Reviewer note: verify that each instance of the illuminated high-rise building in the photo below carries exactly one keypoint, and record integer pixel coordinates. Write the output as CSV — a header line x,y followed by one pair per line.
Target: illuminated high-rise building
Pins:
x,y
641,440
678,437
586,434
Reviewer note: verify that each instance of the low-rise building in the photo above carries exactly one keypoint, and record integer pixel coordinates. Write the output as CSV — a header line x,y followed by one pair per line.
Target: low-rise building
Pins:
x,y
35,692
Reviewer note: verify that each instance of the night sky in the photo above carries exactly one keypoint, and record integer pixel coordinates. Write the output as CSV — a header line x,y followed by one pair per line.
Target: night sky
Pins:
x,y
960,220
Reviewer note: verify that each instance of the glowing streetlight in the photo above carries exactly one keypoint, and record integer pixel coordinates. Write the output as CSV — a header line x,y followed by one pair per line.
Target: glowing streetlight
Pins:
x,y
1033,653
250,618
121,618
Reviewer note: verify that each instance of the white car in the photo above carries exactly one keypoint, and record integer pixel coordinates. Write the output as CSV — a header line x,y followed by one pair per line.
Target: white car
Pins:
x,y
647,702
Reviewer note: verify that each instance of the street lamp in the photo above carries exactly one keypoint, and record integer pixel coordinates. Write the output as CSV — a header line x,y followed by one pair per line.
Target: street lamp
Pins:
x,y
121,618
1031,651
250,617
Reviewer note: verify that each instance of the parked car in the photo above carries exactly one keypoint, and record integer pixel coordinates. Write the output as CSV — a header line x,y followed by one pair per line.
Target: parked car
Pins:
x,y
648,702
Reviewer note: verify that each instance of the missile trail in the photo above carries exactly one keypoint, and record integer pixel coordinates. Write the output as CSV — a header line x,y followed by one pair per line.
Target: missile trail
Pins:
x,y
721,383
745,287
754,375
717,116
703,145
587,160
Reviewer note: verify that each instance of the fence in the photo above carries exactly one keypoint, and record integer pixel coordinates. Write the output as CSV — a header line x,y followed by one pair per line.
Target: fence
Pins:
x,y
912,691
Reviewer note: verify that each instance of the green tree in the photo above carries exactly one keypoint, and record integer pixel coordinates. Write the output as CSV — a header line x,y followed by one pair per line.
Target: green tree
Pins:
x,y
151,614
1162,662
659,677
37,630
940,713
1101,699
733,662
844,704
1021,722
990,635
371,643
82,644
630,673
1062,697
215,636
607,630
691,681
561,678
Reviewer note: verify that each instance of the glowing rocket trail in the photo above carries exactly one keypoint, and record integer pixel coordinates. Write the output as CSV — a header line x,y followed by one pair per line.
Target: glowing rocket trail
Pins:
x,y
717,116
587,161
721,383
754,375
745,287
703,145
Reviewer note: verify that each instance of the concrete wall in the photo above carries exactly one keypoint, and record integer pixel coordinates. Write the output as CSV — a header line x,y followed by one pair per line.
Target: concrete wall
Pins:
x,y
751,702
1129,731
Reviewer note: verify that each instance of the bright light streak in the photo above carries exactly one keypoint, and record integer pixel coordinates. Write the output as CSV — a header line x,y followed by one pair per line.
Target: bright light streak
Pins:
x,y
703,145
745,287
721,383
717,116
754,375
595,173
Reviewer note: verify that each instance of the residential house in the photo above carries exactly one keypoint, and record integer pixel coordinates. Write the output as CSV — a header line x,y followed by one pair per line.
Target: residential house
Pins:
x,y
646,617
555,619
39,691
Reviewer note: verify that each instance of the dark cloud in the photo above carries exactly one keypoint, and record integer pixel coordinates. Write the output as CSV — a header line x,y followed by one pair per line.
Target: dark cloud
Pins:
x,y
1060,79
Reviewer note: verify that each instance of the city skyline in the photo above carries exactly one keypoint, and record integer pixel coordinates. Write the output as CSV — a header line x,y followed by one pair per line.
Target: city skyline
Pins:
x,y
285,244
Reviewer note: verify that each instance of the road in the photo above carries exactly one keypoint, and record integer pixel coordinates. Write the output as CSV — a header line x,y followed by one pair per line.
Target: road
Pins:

## [Problem requirements]
Your task is to transcribe the listing above in full, exactly as given.

## [Result below]
Reviewer note: verify that each instance of the illuminated high-rise building in the photo below carries exactly one keypoint, and record integer pixel coordinates. Write the output as CSV — a header line x,y followed by one pair per line.
Target: illuminated high-rise building
Pins:
x,y
641,440
678,437
586,434
Reviewer note: verify that each instance of the low-rise building in the photo above carries exactly one keypoint, and record integer pixel coordinates. Write the output as CSV — a header line x,y followed by one pair per line.
Target: low-rise building
Pins:
x,y
35,692
Reviewer note: verify that each instance of the night sky in the photo above carries exactly one keypoint, and record integer pixel coordinates. Write the output as CSV — a header line x,y followed by one pair per line.
Target: night sky
Pins:
x,y
960,220
Reviewer note: verify that each instance of the glowing streetlight in the photo above carries exactly one keypoint, and record integer pixel coordinates. Write the output as CSV — a header line x,y followed by one pair per line.
Target: glowing streetlight
Pins:
x,y
1033,653
250,618
121,618
Reviewer note: verify that each instance of the white car in the photo above carries exactly one keypoint, and record integer pixel coordinates. Write the output as CSV — a header line x,y followed by one pair per line.
Target: white car
Pins:
x,y
647,702
Reviewer note: verify that each instance of the street lamp in the photo above carries exactly one keypoint, and record integer pixel coordinates. Write the output as CSV — a header line x,y followed by one pair per line.
Target: street lamp
Pins:
x,y
121,618
1031,651
250,617
Reviewer note: verify that each instance of the parked car in the photo above carries exactly one keypoint, and record integer pixel coordinates. Write the output as CSV — a header line x,y followed by one pair per line.
Target: parked car
Pins:
x,y
648,702
Reviewer note: verify that each instance of the missile trail in the photo above carries exactly one keypoint, and record integer pixel coordinates. Write the output as CSV — a header line x,y followed by one pair per line.
Target: missile trail
Pins:
x,y
721,383
745,287
754,375
717,116
703,145
587,160
Reviewer note: verify that each instance of the fence in the photo above carries exactly one keypoint, and record integer pixel coordinates. Write the output as CSV — a header line x,y followed by one pair per line.
Target: fence
Pins:
x,y
912,691
Reviewer note: verify that each instance of the green tree in the photo above carries exactly one keypoint, and record integer pixel coordinates. Write the output as CSV — a header line x,y followed by one pair per line.
Target: green tree
Pins:
x,y
151,614
1162,662
659,677
37,630
940,713
1101,699
733,662
844,704
1021,722
990,635
371,643
82,644
630,673
1062,697
215,636
607,630
691,681
561,678
Reviewer note: verify that each instance of the glowing rocket trail in the photo above carries exactly one keypoint, and record integer pixel coordinates. Write the output as CSV — a header line x,y followed by one pair per line.
Target: glowing rocket trail
Pins:
x,y
717,116
587,161
721,383
754,375
745,287
703,145
Reviewer note: verify that each instance of the concrete wall in the photo above carries exactly one keypoint, and record integer pixel coordinates. Write the output as CSV — a header line x,y followed by one pair per line.
Target: concrete wall
Pins:
x,y
751,702
1129,731
Reviewer note: verify that each instance of the bright light streak in the photo above carries exactly one keypoint, and record integer pixel coordinates. Write the output as CSV — a header line x,y followed by one pair per line.
Target: bright light streak
Pins:
x,y
703,145
745,287
721,383
717,116
754,375
595,173
Reviewer note: verify that each instance of the residential house in the photo above carries exactly one keypoint, and record integer pixel coordinates. Write the output as CSV — a header line x,y followed by one pair per line.
Target: residential house
Pins:
x,y
646,617
555,619
39,691
Reviewer note: verify that each instance of the dark cloud in the photo above carries exactly one keypoint, and record integer pixel coordinates. Write the output as CSV — a header line x,y followed by one pair per line.
Target: dark cloud
Pins:
x,y
1060,79
Reviewer note: verify that each instance of the city skyline in the photo above carries exactly one keypoint, and record integer pixel coordinates. Write the output as CSV — a header line x,y followed by one pair per line.
Target: city skyline
Pins:
x,y
285,244
Reviewer note: verify that each instance of the road in the photo above carries exactly one keypoint, and record integer pixel coordinates. Write the output as CSV — a header line x,y followed by one pair per line.
Target: road
Pins:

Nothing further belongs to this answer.